| Gegebener Text |
______________________________

CAMBRIDGE, MASS. – Die massiven fiskal- und geldpolitischen Konjunkturprogramme in den USA und anderen hochentwickelten Ländern heizen derzeit ein wütende Debatte darüber an, ob unmittelbar eine höhere Inflation droht. Schon jetzt steigen die Renditen zehnjähriger US-Schatzanleihen und die Hypothekenzinsen angesichts der Erwartung, dass die US Federal Reserve – die faktische globale Notenbank – zu Zinserhöhungen gezwungen sein wird, die potentiell überall auf der Welt Vermögensblasen zum Platzen bringen könnten. Doch während die Märkte die kurzfristigen Inflationsrisiken für 2021 vermutlich überbewerten, sind sie sich der längerfristigen Gefahren noch nicht völlig bewusst.

______________________________

[Gespeicherte Dateneinträge]
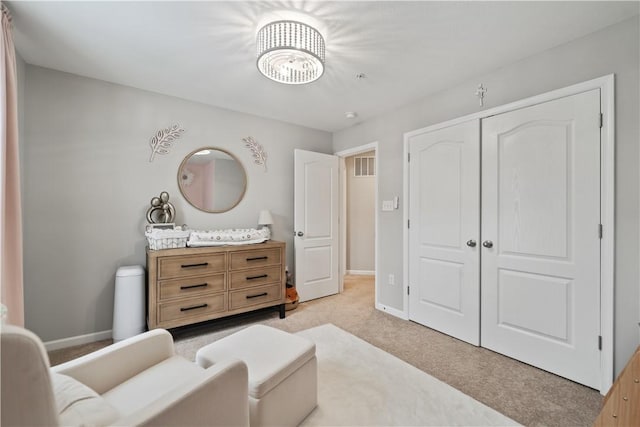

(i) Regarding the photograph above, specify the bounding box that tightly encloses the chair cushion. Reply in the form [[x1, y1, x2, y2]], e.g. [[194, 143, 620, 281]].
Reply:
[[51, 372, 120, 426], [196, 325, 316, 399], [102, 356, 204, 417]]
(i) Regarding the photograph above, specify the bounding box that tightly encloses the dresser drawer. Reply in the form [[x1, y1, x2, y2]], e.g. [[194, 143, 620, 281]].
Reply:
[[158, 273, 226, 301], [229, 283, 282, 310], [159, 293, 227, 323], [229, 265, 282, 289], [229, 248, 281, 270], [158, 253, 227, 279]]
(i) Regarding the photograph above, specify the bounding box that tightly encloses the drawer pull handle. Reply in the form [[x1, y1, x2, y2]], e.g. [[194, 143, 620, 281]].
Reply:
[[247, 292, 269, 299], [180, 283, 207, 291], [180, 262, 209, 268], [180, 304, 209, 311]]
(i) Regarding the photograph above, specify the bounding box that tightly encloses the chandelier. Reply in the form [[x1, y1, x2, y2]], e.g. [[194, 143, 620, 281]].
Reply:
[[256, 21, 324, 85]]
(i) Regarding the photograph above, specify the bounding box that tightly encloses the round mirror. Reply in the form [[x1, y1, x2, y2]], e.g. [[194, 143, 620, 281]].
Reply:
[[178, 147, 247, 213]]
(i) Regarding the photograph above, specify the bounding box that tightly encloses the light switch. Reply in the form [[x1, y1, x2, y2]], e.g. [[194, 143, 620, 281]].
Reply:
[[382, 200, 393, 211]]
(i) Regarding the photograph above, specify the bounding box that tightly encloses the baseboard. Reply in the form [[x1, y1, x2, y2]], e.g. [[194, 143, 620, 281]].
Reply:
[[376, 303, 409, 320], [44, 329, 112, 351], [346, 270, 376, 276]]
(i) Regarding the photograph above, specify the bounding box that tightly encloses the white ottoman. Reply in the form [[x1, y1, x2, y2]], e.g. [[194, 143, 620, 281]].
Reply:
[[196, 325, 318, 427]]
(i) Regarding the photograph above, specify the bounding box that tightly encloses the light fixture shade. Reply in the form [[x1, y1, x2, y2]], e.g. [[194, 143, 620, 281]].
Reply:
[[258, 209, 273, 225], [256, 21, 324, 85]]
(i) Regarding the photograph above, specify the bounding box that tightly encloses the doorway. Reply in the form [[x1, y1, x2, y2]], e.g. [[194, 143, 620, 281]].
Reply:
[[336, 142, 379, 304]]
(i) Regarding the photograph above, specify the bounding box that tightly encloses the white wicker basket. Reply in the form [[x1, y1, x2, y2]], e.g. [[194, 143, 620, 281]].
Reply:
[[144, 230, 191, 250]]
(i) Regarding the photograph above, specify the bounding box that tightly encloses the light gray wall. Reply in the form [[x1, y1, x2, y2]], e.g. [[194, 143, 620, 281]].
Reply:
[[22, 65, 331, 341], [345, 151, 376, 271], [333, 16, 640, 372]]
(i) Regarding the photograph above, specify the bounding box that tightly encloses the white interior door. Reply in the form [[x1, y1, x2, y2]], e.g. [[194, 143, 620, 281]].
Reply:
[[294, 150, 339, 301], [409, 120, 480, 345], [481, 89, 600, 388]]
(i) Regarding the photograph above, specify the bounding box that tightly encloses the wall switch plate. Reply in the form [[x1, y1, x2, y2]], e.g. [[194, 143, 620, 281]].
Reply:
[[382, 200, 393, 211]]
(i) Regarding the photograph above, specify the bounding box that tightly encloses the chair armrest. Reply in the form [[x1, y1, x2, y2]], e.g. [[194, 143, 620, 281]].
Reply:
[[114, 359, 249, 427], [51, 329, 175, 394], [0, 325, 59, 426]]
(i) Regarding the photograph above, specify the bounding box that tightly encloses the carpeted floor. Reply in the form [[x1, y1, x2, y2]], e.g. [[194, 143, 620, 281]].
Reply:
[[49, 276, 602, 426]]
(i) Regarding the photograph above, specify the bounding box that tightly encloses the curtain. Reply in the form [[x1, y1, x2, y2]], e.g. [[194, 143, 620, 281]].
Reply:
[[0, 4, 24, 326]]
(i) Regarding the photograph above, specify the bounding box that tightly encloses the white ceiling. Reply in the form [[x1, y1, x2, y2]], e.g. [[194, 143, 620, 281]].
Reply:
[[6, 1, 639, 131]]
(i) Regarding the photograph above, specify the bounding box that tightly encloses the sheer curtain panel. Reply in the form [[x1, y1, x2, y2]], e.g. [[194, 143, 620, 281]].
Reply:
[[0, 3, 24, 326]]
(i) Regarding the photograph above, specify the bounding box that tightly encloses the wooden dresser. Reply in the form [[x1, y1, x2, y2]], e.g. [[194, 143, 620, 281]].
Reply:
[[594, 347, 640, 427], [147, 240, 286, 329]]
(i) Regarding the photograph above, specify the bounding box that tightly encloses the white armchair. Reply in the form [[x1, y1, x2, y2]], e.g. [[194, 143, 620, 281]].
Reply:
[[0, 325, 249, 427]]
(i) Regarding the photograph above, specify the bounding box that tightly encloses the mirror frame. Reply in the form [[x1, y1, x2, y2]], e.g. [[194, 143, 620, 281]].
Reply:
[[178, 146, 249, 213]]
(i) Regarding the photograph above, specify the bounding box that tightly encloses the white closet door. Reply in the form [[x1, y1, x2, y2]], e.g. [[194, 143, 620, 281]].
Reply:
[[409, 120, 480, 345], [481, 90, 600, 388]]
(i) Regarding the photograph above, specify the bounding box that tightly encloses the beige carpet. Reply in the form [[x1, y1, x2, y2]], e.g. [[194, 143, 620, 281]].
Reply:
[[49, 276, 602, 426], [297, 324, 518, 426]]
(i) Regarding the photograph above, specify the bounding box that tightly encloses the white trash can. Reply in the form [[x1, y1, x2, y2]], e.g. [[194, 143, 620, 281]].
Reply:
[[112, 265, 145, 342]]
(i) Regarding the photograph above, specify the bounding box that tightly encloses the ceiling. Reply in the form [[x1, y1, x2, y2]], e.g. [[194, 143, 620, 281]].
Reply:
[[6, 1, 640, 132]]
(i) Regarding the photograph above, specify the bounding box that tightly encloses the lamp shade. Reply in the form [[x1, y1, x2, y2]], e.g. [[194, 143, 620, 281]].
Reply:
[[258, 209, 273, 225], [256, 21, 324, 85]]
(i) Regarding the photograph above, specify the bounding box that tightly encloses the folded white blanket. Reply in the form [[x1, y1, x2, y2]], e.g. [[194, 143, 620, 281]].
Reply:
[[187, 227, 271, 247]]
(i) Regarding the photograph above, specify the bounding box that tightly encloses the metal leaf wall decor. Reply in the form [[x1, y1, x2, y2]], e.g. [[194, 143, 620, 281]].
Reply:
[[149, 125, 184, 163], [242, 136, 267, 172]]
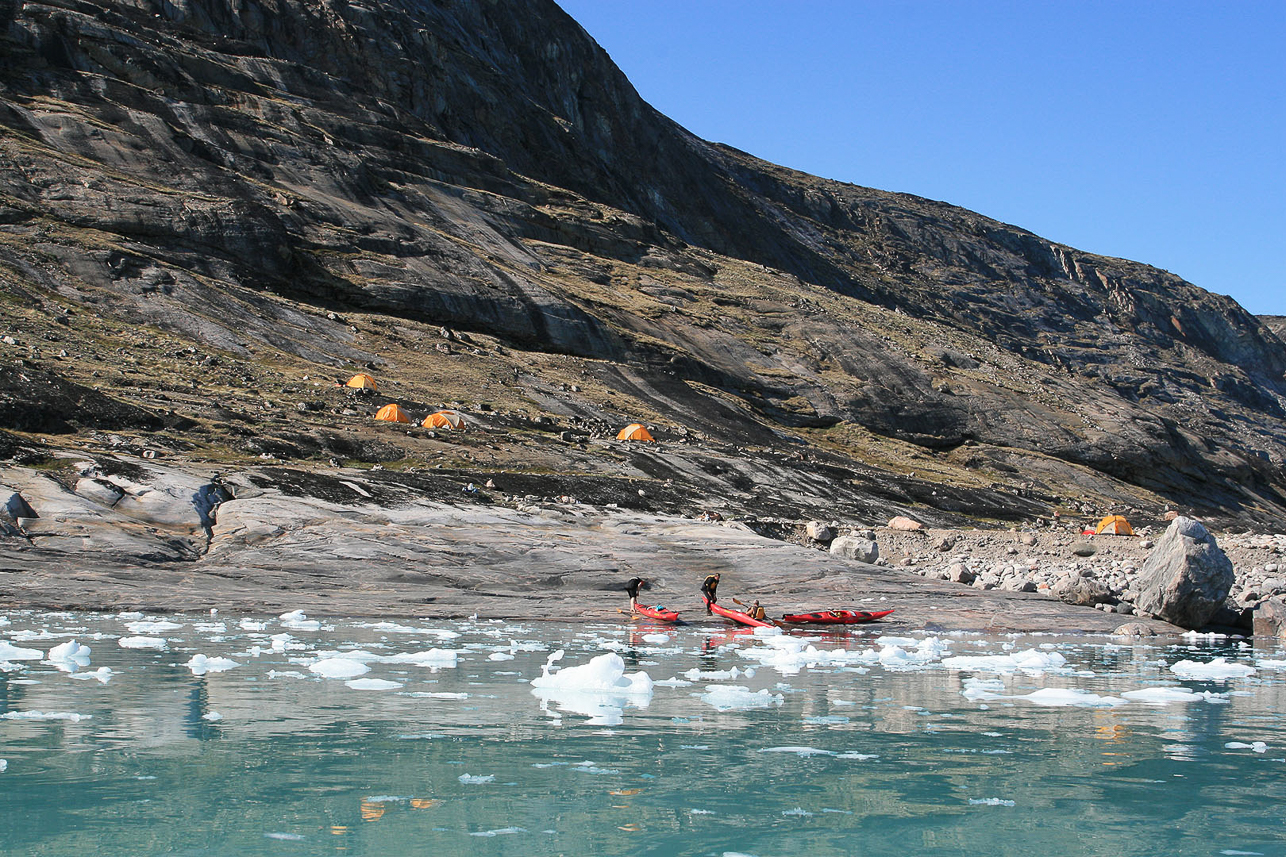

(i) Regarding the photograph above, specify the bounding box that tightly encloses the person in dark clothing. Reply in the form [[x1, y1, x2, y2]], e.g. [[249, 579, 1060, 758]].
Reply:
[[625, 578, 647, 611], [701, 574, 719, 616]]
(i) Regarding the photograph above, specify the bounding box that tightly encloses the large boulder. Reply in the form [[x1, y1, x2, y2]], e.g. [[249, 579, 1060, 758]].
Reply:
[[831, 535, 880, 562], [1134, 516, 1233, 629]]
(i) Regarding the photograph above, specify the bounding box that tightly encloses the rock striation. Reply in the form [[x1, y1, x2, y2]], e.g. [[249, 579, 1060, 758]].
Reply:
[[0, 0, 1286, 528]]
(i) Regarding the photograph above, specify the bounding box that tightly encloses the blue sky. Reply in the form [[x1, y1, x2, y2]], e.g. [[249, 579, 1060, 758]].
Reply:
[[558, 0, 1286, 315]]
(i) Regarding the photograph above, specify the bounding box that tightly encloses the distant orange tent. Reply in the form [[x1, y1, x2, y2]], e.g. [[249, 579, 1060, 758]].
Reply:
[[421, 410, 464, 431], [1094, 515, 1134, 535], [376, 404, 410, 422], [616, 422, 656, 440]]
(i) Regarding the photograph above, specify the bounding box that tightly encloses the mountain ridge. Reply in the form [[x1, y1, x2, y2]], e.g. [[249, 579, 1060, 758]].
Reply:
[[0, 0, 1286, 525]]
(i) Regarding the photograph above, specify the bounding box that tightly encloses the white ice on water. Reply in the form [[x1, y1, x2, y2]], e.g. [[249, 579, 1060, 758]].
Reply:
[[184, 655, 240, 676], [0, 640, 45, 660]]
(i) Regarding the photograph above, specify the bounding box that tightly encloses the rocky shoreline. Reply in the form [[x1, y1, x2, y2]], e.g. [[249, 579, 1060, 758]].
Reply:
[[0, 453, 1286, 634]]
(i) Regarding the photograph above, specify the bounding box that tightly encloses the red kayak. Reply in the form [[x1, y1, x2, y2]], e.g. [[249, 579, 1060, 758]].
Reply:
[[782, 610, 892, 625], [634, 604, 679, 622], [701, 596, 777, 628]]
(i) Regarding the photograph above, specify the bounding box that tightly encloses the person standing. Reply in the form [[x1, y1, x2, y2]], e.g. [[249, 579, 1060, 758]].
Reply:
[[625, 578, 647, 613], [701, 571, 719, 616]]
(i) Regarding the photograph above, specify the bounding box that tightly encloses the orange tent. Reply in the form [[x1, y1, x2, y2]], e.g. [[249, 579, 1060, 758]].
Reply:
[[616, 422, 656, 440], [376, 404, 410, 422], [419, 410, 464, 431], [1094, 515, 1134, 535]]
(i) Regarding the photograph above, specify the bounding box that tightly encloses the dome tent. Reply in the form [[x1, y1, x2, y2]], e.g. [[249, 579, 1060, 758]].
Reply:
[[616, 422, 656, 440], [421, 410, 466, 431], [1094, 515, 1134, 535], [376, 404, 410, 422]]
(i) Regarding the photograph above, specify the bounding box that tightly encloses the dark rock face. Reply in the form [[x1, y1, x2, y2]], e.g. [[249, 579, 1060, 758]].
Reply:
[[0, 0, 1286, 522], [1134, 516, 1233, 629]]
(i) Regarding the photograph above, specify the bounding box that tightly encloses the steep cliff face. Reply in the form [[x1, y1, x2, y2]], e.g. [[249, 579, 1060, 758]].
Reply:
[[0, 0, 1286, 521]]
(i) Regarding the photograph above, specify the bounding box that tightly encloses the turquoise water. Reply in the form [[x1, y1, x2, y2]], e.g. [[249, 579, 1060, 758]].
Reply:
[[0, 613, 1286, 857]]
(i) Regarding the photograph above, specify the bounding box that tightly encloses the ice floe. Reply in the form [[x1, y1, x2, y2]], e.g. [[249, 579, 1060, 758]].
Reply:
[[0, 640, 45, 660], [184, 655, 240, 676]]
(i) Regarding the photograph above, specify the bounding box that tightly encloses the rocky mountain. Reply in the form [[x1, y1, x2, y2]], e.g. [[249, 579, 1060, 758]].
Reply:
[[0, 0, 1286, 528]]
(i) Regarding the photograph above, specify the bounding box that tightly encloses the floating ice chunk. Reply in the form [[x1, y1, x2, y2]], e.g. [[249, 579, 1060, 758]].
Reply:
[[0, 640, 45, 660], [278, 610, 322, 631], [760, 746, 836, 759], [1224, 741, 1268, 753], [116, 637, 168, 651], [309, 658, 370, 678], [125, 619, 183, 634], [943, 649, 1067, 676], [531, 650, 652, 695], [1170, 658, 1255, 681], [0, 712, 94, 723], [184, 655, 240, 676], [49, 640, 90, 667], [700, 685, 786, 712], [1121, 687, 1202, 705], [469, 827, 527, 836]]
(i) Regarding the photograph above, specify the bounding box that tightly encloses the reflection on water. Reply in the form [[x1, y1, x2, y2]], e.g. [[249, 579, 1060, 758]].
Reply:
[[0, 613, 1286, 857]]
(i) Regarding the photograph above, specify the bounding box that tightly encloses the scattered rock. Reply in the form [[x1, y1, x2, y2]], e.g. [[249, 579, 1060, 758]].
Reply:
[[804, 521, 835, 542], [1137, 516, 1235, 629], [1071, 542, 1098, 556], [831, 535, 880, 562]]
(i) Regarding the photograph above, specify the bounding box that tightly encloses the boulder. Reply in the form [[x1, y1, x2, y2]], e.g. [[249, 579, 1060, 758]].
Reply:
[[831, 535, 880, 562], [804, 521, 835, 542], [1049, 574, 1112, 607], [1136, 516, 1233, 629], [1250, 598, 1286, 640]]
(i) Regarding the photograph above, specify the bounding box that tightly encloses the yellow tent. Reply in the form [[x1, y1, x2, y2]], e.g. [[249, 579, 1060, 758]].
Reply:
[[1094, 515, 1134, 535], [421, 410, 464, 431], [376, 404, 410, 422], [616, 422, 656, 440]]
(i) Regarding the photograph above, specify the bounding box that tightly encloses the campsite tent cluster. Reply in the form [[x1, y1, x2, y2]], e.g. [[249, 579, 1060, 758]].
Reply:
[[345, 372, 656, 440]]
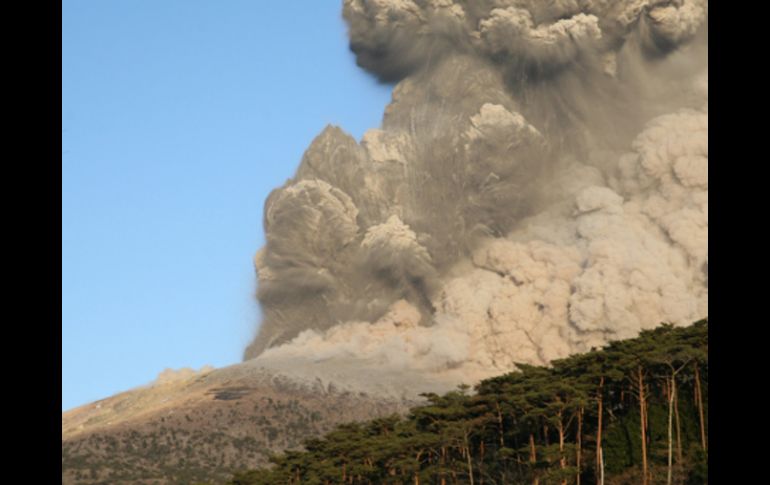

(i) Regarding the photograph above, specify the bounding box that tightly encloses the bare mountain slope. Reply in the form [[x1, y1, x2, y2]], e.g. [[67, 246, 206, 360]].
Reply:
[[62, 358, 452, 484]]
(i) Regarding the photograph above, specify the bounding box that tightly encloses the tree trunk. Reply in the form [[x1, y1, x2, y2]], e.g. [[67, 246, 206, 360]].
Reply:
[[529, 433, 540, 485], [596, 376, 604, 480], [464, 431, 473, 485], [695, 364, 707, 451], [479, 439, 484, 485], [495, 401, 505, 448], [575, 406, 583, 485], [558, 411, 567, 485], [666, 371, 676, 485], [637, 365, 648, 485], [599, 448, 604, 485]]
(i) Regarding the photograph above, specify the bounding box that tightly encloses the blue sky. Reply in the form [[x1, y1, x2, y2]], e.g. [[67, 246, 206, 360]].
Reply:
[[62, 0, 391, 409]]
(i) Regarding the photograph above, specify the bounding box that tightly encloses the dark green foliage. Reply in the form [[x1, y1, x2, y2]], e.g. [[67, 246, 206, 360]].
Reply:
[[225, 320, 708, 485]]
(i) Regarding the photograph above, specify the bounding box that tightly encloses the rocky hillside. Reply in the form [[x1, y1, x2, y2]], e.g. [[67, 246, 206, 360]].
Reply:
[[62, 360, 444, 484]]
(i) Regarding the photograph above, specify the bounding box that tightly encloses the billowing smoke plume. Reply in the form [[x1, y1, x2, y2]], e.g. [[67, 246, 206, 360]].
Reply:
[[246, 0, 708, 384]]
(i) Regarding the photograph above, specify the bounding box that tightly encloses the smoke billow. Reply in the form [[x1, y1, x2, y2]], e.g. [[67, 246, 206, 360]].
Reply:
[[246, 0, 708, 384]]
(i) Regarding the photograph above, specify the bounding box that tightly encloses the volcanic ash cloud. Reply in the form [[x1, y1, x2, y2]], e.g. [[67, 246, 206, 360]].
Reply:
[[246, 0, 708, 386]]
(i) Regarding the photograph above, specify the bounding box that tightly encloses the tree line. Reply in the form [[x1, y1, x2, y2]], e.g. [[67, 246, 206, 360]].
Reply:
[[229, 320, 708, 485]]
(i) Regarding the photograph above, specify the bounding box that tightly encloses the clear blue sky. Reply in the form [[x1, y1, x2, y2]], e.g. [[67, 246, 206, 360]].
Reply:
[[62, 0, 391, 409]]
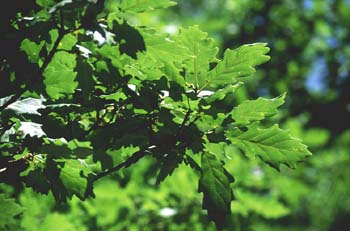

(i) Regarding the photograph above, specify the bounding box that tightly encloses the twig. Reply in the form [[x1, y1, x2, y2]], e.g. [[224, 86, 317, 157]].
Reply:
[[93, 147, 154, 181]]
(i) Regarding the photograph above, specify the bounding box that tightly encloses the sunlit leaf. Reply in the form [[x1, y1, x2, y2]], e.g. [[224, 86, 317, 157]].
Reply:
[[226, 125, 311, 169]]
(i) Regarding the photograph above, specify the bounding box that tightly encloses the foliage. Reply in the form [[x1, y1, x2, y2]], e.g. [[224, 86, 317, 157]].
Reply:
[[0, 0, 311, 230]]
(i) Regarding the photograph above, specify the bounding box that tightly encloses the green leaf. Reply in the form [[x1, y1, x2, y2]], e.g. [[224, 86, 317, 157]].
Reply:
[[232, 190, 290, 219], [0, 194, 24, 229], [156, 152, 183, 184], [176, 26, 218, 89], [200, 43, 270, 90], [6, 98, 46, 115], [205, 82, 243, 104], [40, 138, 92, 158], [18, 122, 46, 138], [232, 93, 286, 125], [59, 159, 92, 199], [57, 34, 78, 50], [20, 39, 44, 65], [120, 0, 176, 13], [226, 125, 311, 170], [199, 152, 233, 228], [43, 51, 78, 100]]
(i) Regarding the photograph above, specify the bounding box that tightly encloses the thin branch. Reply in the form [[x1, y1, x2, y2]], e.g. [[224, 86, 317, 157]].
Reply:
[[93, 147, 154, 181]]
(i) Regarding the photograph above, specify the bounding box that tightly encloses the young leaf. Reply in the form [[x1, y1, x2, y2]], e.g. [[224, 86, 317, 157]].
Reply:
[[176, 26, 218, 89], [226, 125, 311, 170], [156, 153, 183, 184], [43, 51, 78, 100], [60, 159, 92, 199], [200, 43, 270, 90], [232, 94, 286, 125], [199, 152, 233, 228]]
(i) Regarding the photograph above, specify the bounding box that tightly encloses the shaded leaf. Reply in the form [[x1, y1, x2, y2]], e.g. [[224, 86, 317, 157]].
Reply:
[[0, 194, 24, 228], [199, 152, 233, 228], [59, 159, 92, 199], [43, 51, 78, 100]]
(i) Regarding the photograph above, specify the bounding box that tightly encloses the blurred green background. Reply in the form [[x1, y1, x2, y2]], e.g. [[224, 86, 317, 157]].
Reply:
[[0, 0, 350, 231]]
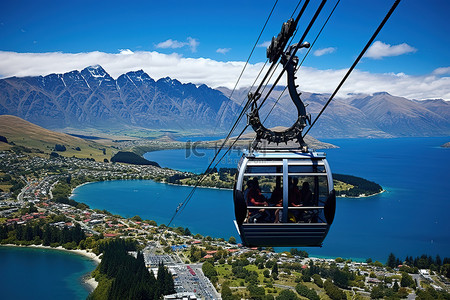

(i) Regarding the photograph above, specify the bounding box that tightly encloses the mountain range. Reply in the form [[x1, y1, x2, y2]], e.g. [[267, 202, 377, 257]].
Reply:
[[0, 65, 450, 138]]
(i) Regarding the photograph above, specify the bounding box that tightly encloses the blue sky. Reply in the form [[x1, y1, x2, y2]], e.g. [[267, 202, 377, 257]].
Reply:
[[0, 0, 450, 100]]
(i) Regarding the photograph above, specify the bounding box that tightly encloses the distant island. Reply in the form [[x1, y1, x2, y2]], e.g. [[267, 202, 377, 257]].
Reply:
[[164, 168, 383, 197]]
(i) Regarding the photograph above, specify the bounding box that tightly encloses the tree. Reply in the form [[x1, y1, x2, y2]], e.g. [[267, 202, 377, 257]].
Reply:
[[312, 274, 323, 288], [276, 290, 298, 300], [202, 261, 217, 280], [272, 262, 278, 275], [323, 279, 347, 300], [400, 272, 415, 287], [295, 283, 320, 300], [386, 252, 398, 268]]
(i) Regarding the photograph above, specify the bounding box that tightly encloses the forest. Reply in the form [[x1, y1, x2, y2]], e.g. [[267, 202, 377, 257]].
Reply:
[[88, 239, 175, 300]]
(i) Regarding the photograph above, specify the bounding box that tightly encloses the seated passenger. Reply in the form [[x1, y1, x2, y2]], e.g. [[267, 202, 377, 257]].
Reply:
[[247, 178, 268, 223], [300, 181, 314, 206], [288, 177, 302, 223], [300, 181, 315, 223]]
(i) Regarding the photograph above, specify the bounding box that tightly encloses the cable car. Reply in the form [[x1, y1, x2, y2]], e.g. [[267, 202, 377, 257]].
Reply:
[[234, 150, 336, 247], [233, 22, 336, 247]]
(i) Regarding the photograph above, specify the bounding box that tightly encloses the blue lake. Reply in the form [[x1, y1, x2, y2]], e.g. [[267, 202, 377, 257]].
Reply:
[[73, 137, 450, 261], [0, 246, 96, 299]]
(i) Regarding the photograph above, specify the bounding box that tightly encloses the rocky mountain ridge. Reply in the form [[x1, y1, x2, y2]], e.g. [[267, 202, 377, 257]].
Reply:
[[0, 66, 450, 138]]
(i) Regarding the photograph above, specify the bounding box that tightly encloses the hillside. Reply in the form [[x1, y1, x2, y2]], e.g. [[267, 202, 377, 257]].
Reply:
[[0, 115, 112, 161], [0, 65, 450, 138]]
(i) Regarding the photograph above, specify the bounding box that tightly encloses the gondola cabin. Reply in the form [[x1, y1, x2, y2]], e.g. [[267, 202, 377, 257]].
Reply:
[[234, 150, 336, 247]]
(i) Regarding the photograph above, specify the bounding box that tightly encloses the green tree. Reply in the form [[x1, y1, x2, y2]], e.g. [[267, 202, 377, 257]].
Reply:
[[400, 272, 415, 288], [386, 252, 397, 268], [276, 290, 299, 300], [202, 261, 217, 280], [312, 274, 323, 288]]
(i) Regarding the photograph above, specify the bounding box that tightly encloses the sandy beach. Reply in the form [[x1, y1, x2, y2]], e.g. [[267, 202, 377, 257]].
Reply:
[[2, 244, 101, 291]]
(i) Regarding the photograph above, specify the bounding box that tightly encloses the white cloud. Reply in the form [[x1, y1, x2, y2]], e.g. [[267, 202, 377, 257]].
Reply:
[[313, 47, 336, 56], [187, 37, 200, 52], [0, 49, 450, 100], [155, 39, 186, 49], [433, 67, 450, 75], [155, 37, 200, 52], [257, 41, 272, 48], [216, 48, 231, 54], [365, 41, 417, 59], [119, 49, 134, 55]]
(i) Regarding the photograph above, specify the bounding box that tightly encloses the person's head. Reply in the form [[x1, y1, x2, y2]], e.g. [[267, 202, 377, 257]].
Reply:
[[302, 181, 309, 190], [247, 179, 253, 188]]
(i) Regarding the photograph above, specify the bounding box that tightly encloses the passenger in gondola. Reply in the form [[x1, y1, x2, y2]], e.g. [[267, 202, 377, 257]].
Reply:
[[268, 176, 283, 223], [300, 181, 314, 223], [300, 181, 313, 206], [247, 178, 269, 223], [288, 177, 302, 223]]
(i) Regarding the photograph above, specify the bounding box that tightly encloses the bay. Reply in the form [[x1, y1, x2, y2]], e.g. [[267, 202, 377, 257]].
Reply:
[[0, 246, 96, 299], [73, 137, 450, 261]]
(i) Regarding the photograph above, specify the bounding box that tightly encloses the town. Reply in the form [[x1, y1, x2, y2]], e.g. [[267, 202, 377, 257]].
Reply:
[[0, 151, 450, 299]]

______________________________

| Aufgaben |
1: Was steigt laut dem gegebenen Text schon jetzt in Erwartung von Zinserhöhungen der US Federal Reserve?
2: Gib aus dem gegebenen Text die Passage wortgetreu wieder, die mit „CAMBRIDGE, MASS. –“ beginnt und sich bis einschließlich „nicht völlig bewusst.“ fortsetzt.

| Erwartete Lösungen |
1: Die Renditen zehnjähriger US-Schatzanleihen und die Hypothekenzinsen.

2:
CAMBRIDGE, MASS. – Die massiven fiskal- und geldpolitischen Konjunkturprogramme in den USA und anderen hochentwickelten Ländern heizen derzeit ein wütende Debatte darüber an, ob unmittelbar eine höhere Inflation droht. Schon jetzt steigen die Renditen zehnjähriger US-Schatzanleihen und die Hypothekenzinsen angesichts der Erwartung, dass die US Federal Reserve – die faktische globale Notenbank – zu Zinserhöhungen gezwungen sein wird, die potentiell überall auf der Welt Vermögensblasen zum Platzen bringen könnten. Doch während die Märkte die kurzfristigen Inflationsrisiken für 2021 vermutlich überbewerten, sind sie sich der längerfristigen Gefahren noch nicht völlig bewusst.